» EXCERPT PROVIDED
[Start of section]
American college basketball season

The 2020–21 Saint Joseph's Hawks basketball team represented Saint Joseph's University during the 2020–21 NCAA Division I men's basketball season. The Hawks, led by second-year head coach Billy Lange, played their home games at Hagan Arena in Philadelphia, Pennsylvania as members of the Atlantic 10 Conference. They finished the season 5-15, 3-9 in A-10 Play to finish in 13th place. They defeated La Salle in the first round of the A-10 tournament before losing in the second round to UMass.

==Previous season==
The previous season was the first season without longtime head coach, Phil Martelli since 1994. The Hawks finished the 2018–19 season 6–26 overall, 2–16 in A-10 play to finish in a tie for 13th place. As the No. 13 seed in the A-10 tournament, they played against the No. 12 seed, George Mason in the opening round, where they lost 70–77. Their season record-wise, was their poorest since the 1974–75 season.
[End of section]
» EXERCISE DIRECTIONS
Transcribe the Saint Joseph's Hawks basketball passage, everything from "American college basketball" down to "round to UMass.".

» RECORD EXTRACTS
[Start of section]
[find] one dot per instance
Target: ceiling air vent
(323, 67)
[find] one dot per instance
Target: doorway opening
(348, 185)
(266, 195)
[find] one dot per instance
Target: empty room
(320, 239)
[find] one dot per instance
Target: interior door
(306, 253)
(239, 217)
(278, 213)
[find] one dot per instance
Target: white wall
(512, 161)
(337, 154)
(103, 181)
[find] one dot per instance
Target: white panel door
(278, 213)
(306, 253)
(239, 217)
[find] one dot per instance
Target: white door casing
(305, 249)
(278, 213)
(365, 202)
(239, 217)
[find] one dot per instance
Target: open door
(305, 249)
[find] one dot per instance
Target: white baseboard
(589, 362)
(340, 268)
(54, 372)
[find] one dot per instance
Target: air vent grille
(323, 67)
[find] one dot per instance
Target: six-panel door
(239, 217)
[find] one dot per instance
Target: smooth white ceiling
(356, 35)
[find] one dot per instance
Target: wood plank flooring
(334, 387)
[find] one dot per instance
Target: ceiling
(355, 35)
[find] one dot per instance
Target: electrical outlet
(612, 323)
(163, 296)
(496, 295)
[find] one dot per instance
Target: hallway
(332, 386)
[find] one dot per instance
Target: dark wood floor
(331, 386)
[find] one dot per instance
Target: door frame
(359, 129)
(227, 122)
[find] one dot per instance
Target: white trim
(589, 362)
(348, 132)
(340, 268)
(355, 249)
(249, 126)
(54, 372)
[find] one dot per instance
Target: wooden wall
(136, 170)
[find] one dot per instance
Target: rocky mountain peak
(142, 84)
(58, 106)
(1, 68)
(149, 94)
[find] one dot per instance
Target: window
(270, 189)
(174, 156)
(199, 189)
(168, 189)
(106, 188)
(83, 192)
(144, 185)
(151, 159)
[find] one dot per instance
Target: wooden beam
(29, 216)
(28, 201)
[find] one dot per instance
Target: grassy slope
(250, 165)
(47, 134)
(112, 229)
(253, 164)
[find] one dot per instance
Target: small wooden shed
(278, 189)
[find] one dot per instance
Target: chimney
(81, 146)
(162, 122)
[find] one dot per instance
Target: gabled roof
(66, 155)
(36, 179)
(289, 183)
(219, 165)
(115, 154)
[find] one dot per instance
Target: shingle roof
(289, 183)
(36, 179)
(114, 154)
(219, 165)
[End of section]
[Start of section]
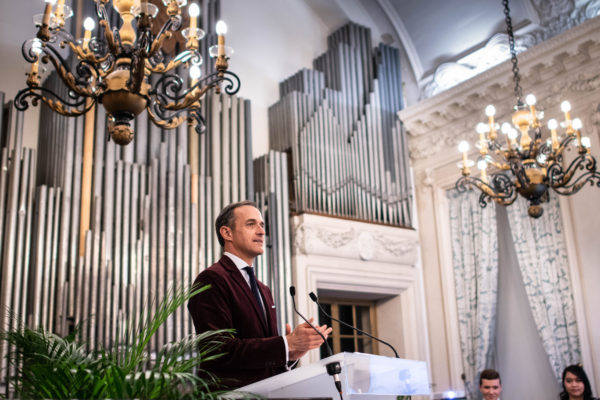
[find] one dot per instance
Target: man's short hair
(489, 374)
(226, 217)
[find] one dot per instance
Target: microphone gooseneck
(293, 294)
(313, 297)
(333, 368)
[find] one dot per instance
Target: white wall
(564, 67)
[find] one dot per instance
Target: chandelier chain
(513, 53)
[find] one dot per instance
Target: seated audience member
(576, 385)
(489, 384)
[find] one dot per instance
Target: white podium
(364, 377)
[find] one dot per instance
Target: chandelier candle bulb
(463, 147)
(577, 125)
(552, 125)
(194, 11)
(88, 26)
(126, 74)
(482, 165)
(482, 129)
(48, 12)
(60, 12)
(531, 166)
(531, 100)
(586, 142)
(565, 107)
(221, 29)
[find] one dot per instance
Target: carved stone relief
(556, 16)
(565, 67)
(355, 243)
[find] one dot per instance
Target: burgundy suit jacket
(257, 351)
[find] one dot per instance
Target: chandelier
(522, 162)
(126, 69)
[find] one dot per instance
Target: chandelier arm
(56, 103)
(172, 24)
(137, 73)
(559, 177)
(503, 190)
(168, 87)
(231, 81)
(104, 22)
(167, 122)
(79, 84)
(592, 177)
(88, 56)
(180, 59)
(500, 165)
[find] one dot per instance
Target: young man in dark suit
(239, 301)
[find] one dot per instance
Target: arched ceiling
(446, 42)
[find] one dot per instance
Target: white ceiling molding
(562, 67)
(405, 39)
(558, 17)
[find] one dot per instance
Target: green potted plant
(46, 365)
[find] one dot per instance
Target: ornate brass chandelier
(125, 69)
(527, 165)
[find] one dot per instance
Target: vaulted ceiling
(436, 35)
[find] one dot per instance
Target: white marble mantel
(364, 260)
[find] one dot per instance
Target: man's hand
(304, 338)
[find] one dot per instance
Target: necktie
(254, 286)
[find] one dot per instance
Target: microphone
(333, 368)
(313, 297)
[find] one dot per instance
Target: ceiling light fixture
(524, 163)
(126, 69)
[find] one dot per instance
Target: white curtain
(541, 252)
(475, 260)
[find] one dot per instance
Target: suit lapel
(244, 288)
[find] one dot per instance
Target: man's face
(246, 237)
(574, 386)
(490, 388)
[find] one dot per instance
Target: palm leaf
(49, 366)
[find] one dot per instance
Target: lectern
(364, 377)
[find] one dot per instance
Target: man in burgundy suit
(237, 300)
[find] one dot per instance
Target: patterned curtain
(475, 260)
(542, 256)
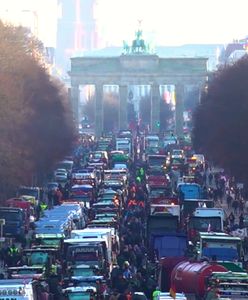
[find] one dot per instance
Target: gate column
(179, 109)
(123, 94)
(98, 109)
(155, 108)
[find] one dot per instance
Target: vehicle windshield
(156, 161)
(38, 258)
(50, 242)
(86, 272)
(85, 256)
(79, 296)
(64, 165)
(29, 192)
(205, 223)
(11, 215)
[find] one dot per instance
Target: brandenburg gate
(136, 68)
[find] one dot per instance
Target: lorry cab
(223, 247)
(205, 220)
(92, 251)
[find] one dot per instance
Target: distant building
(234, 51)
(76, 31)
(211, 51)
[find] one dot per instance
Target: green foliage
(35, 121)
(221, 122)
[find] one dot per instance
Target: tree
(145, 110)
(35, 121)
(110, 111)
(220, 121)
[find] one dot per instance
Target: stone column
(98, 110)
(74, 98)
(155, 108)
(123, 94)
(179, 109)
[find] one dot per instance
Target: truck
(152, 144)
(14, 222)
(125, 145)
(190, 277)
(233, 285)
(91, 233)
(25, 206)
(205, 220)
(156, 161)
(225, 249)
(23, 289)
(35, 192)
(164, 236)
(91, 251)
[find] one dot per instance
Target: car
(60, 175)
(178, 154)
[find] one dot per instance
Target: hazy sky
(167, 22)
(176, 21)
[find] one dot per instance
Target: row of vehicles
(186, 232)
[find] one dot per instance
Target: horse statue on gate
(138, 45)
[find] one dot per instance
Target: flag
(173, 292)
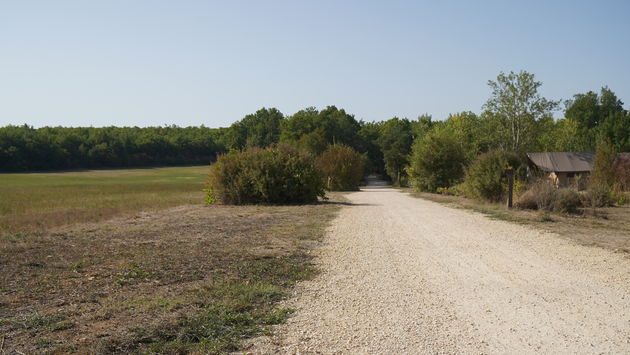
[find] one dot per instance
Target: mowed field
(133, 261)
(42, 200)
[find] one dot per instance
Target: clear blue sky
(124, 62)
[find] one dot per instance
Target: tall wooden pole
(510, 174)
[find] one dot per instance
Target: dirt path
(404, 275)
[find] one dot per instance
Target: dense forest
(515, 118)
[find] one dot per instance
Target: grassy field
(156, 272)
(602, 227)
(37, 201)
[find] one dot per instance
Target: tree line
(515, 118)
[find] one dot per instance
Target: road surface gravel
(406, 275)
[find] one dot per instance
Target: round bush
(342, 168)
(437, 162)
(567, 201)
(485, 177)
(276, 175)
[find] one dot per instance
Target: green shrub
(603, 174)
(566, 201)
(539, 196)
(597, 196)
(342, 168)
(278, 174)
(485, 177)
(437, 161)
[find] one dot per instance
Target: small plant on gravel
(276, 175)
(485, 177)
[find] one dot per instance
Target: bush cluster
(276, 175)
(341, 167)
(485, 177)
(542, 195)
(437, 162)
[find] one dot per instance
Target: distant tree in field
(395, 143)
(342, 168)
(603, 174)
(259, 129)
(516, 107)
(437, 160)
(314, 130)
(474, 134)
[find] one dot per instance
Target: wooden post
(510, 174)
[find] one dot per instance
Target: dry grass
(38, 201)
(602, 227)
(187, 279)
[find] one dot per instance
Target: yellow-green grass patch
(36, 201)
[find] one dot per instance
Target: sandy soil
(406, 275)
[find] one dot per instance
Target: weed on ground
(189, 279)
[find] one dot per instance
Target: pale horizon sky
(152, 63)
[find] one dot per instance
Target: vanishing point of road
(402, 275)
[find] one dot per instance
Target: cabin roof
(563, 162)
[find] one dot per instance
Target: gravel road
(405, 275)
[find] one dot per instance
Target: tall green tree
[End of section]
[Start of section]
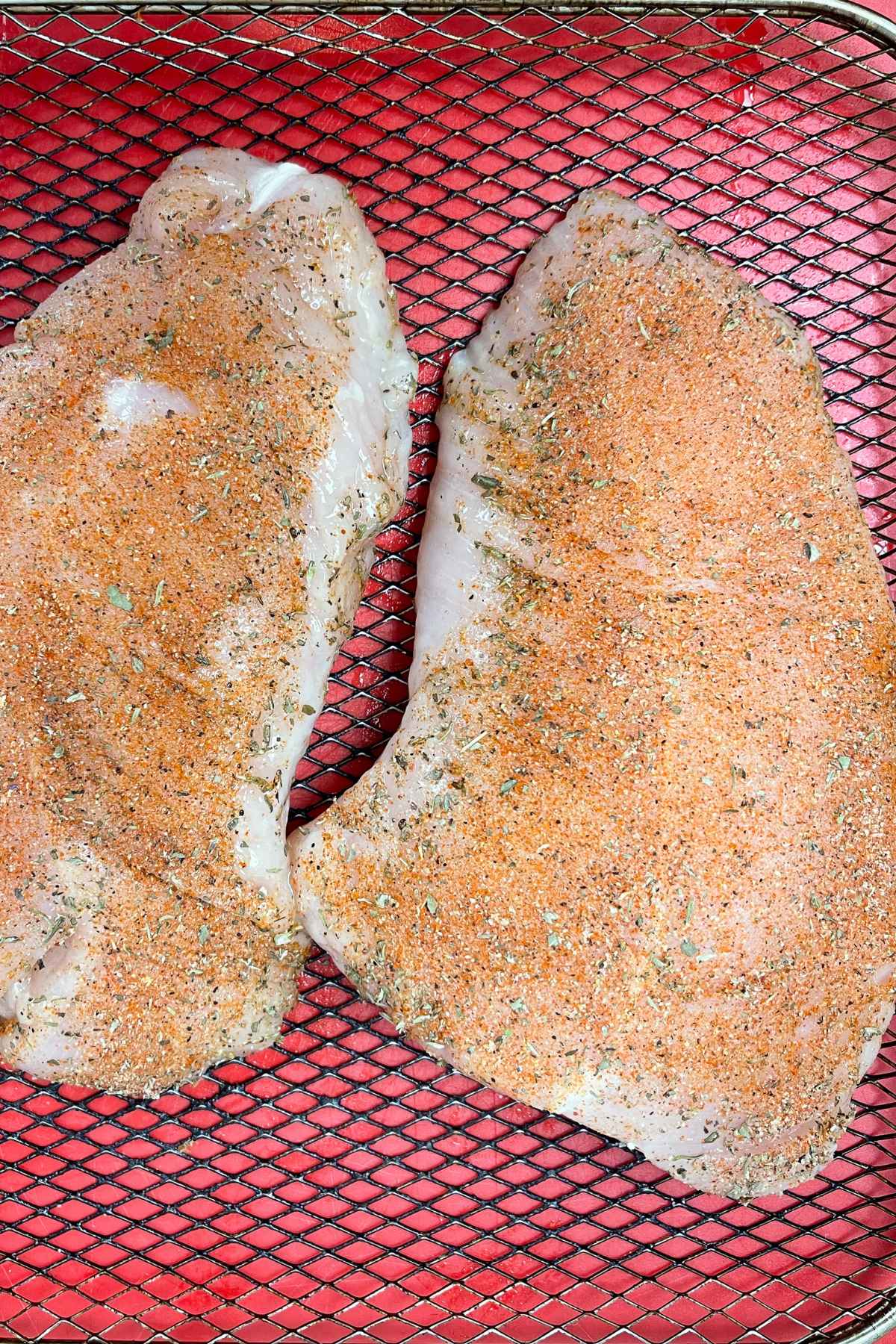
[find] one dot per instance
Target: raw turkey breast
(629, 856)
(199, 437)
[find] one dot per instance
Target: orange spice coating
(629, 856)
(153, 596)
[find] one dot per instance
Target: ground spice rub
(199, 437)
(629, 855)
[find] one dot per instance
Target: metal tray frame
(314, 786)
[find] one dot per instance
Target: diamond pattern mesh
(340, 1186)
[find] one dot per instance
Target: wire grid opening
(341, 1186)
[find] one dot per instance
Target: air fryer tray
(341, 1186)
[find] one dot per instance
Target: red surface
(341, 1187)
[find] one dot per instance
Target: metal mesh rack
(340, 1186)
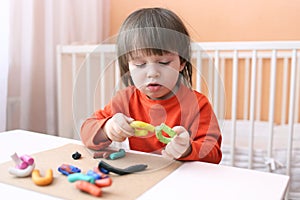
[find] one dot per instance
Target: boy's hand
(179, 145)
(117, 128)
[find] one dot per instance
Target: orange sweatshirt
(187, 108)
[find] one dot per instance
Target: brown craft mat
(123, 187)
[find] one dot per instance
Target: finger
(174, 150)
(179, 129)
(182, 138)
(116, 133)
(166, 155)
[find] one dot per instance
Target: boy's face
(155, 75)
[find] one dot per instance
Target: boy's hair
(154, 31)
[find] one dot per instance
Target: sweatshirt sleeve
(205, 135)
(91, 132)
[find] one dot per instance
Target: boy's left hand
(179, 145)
[End of section]
» TASK RESPONSE
American college basketball season

The 2020–21 Saint Joseph's Hawks basketball team represented Saint Joseph's University during the 2020–21 NCAA Division I men's basketball season. The Hawks, led by second-year head coach Billy Lange, played their home games at Hagan Arena in Philadelphia, Pennsylvania as members of the Atlantic 10 Conference. They finished the season 5-15, 3-9 in A-10 Play to finish in 13th place. They defeated La Salle in the first round of the A-10 tournament before losing in the second round to UMass.